### [EXERCISE A]
Answer the following questions about the passage on ReLU, one answer per line, marked in the same way:
(i) What happens to the value of the weight when the entire derivative term becomes 0?
(ii) By what name is this situation known?
(iii) In the final paragraph, what will a ReLU neuron's output be if it consistently receives negative inputs?

### [TEXT EXCERPT]
----------
Yes. Even though it is the most widely used activation function in Deep Learning, there is a problem with ReLU,
- If one derivative term in calculation of $\frac{\partial Loss}{\partial w}$ gets the value 0, the entire term will become 0.
- As a result, there is no update in the value of weight.
- This is known as "dying ReLU".
- Therefore, there is a potential vanishing gradient problem.

While ReLU is a widely used activation function in deep learning, it has a potential drawback known as the "dying ReLU" problem. If a ReLU neuron consistently receives negative inputs, its output will always be zero, and its gradient during backpropagation will also be zero. This can lead to a vanishing gradient problem, where the network fails to learn effectively.
----------
### [MATERIAL PROVIDED]
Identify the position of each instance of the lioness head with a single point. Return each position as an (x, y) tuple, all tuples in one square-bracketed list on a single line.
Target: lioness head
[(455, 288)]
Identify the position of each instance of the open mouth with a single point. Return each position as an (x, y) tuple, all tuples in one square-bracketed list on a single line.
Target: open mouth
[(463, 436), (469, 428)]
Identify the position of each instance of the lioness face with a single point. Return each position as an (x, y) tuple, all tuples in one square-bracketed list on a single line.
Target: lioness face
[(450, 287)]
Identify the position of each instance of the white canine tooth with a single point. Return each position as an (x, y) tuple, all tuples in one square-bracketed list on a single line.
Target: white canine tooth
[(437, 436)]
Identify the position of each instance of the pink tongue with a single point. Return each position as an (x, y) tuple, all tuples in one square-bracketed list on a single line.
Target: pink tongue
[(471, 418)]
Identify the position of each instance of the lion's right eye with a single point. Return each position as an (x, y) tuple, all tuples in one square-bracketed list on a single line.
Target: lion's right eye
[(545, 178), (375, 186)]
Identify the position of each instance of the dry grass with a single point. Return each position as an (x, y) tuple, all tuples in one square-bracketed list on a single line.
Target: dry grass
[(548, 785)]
----------
### [EXERCISE B]
Rescale the part of the records that opens with their first line and closes with the line containing "[(437, 436)]", both lines included. Reproduce every line, requests included, and multiply each coordinate in the answers by 1.1, rounding to the nearest whole number with halves rounded up. Return only those lines.

### [EXERCISE OUTPUT A]
(i) There is no update in the value of the weight.
(ii) It is known as "dying ReLU".
(iii) Its output will always be zero.

### [EXERCISE OUTPUT B]
Identify the position of each instance of the lioness head with a single point. Return each position as an (x, y) tuple, all tuples in one square-bracketed list on a single line.
Target: lioness head
[(501, 317)]
Identify the position of each instance of the open mouth with a single point. Return each position as an (x, y) tuple, all tuples in one square-bracketed list on a single line.
Target: open mouth
[(509, 480), (516, 471)]
Identify the position of each instance of the lioness face with a single point. Return each position as an (x, y) tuple, all tuples in one square-bracketed list on a single line.
Target: lioness face
[(495, 316)]
Identify the position of each instance of the white canine tooth with a single point. Return each position as an (x, y) tuple, all tuples in one square-bracketed list on a single line.
Target: white canine tooth
[(481, 480)]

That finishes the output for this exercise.